- **Exercise instructions**:
Reproduce the data verbatim, starting at the line containing "For QA review: verify that every front wheel" and ending at the line containing "339;111;380;122", both included.

- **Supplied entries**:

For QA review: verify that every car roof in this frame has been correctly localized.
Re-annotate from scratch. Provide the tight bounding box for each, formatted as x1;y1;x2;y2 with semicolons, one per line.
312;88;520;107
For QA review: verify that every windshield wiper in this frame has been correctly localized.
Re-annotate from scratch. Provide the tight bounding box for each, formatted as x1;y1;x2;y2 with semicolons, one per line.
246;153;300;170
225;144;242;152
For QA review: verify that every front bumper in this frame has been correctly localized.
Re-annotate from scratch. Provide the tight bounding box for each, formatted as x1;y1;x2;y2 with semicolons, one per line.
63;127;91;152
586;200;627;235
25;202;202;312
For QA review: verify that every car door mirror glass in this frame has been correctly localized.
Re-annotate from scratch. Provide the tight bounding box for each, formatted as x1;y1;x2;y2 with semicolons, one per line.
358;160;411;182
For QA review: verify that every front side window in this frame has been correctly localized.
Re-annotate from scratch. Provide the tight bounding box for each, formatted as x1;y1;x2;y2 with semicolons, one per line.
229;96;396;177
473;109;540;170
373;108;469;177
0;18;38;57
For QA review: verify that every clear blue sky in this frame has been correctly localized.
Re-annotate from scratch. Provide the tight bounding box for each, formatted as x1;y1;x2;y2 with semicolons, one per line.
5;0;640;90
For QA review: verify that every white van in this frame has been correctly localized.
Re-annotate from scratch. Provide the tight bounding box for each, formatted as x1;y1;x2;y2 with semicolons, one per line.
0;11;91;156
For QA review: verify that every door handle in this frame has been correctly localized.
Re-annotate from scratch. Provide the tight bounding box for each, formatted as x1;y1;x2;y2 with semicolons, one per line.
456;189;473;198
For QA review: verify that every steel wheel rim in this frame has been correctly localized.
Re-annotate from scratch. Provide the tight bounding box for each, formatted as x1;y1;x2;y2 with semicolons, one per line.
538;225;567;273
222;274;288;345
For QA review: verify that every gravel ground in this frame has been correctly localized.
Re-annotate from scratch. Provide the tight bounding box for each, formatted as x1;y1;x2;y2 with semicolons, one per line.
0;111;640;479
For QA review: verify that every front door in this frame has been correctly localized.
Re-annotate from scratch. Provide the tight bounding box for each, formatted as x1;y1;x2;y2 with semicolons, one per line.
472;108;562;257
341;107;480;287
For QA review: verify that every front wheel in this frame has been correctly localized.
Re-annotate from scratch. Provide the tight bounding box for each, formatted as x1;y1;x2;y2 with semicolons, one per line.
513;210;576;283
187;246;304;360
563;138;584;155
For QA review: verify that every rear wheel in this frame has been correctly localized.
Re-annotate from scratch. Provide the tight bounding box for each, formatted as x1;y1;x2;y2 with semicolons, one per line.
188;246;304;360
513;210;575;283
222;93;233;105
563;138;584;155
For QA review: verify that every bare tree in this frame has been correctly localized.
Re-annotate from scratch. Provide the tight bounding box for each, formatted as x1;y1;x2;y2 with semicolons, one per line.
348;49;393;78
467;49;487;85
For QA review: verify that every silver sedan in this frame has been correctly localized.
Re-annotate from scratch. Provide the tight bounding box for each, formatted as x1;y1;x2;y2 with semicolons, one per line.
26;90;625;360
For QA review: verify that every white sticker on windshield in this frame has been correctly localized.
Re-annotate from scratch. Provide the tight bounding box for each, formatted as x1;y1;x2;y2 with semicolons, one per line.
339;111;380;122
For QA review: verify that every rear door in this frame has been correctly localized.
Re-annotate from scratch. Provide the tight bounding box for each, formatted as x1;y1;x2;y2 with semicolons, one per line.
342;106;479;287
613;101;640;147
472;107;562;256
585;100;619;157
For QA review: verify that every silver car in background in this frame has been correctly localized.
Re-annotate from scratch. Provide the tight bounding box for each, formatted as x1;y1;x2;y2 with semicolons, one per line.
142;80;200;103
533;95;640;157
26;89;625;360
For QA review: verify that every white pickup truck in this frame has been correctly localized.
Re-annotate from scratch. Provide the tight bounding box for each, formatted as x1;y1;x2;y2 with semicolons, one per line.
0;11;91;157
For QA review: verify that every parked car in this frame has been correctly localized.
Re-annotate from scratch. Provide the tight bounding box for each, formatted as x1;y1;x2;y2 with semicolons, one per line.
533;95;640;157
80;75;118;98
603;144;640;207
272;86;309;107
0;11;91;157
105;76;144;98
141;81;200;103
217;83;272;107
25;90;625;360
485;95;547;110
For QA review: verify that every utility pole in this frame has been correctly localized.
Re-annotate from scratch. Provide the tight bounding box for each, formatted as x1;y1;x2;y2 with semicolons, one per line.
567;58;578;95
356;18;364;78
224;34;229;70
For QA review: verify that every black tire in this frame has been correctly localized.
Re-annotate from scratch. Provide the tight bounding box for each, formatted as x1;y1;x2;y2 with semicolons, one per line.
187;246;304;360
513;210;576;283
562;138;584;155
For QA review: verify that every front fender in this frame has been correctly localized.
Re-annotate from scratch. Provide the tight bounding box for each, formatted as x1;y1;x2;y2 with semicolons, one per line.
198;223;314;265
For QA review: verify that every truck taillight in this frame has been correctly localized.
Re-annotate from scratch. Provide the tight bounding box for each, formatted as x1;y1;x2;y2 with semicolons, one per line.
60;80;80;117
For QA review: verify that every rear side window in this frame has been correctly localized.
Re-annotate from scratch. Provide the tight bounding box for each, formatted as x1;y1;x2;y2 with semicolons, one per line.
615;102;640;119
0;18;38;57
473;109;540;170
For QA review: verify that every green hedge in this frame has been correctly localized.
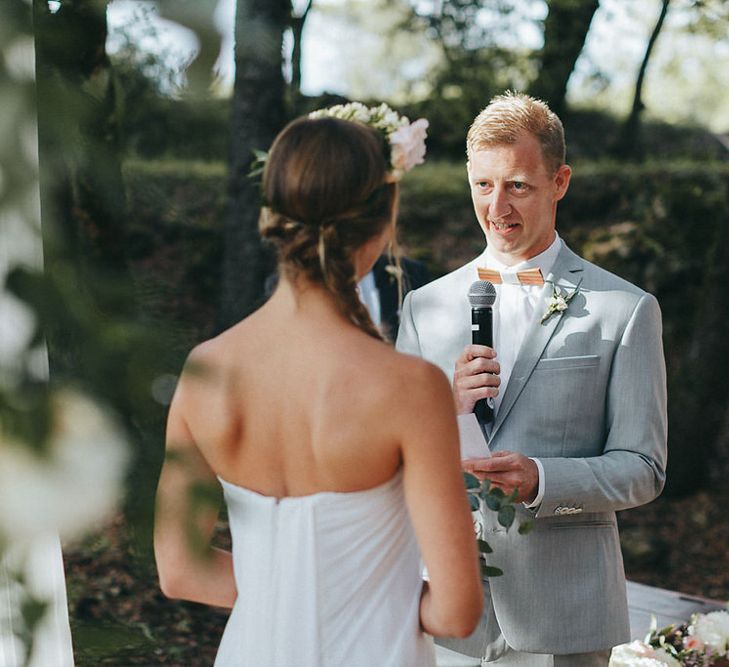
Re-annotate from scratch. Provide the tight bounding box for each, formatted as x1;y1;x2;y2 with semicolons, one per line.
125;161;729;348
125;161;729;491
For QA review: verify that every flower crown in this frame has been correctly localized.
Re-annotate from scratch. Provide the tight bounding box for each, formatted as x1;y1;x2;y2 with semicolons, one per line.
309;102;428;181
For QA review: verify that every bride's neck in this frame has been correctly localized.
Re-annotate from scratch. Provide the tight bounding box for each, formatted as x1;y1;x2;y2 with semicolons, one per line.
269;276;342;317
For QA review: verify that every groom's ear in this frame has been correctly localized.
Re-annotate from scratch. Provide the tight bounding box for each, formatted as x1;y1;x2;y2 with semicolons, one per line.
554;164;572;201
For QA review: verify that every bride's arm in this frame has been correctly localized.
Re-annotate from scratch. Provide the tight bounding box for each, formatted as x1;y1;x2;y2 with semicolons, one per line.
154;375;236;607
398;362;483;637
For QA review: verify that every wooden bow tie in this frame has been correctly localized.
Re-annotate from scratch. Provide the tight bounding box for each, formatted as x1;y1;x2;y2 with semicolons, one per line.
478;267;544;285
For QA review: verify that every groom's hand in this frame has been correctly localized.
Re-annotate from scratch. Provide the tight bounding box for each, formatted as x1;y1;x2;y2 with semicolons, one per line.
453;345;501;415
462;451;539;504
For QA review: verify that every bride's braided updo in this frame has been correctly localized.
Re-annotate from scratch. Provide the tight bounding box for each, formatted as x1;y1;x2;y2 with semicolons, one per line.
260;118;398;338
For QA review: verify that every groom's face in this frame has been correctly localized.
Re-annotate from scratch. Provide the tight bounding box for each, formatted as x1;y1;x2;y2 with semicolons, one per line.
468;133;571;266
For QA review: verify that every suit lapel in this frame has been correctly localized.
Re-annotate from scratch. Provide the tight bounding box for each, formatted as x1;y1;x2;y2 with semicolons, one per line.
488;244;583;439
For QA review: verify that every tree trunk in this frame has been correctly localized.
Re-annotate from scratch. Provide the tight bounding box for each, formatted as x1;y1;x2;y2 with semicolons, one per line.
33;0;134;375
291;0;313;102
616;0;671;159
529;0;600;116
666;192;729;495
218;0;290;328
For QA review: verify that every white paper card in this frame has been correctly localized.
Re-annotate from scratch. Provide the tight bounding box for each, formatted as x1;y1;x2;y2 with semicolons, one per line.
458;412;491;460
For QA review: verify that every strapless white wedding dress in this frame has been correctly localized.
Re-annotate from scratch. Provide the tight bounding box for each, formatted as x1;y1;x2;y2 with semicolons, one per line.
215;473;435;667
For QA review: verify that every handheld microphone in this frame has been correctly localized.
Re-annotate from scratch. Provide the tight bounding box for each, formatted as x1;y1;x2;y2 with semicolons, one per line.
468;280;496;424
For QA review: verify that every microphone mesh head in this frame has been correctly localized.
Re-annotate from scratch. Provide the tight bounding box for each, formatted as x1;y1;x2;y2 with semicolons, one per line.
468;280;496;308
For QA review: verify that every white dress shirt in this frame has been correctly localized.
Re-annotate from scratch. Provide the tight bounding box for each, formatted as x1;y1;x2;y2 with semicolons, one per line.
357;271;382;327
483;233;562;508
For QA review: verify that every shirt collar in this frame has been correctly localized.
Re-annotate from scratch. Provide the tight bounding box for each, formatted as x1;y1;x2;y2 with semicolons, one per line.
483;232;562;278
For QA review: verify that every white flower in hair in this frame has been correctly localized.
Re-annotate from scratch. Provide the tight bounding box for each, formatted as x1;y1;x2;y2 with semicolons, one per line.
309;102;428;180
390;118;428;173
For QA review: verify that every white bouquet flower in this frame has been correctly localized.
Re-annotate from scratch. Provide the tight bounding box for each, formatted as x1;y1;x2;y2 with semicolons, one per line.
0;389;129;541
608;640;681;667
688;611;729;652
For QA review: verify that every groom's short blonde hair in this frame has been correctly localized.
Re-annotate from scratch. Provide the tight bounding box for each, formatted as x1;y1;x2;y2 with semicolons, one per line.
466;91;566;171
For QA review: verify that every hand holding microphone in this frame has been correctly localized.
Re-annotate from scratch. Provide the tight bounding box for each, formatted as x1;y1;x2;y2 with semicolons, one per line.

- **Task response**:
For QA review: verify that every front wheel in this frame has been correctly localized.
Re-annotate from scratch. Provide the tight bounding box for each, formatted as x1;y1;x2;y2 with semicolons, one per line.
513;210;576;283
187;246;304;360
563;138;584;155
For QA review: verify that every rear wheel in this frame has been correctly localized.
Re-annotate from scratch. Provide the tight bounding box for each, formatted as x1;y1;x2;y2 with semicolons, one per line.
188;246;304;360
513;210;575;283
222;93;233;105
563;138;584;155
For QA review: verify that every bare tree in this frame has been correctly localized.
Re-annotate from scratch. Provide the tight bounding box for each, formatted as x1;y1;x2;y2 with semicolons, one per line.
348;49;393;78
467;49;487;85
For QA review: verify that every silver sedan in this frame has been correctly localized.
Re-annotate from scratch. Provide the tight bounding box for each, formatted as x1;y1;x2;y2 with semicolons, one per line.
26;90;625;360
For QA review: verify that every white sticker on windshield in this frame has been correctly localized.
Re-annotate from scratch. Provide the tight bounding box for each, formatted as x1;y1;x2;y2 with semicolons, one per line.
339;111;380;122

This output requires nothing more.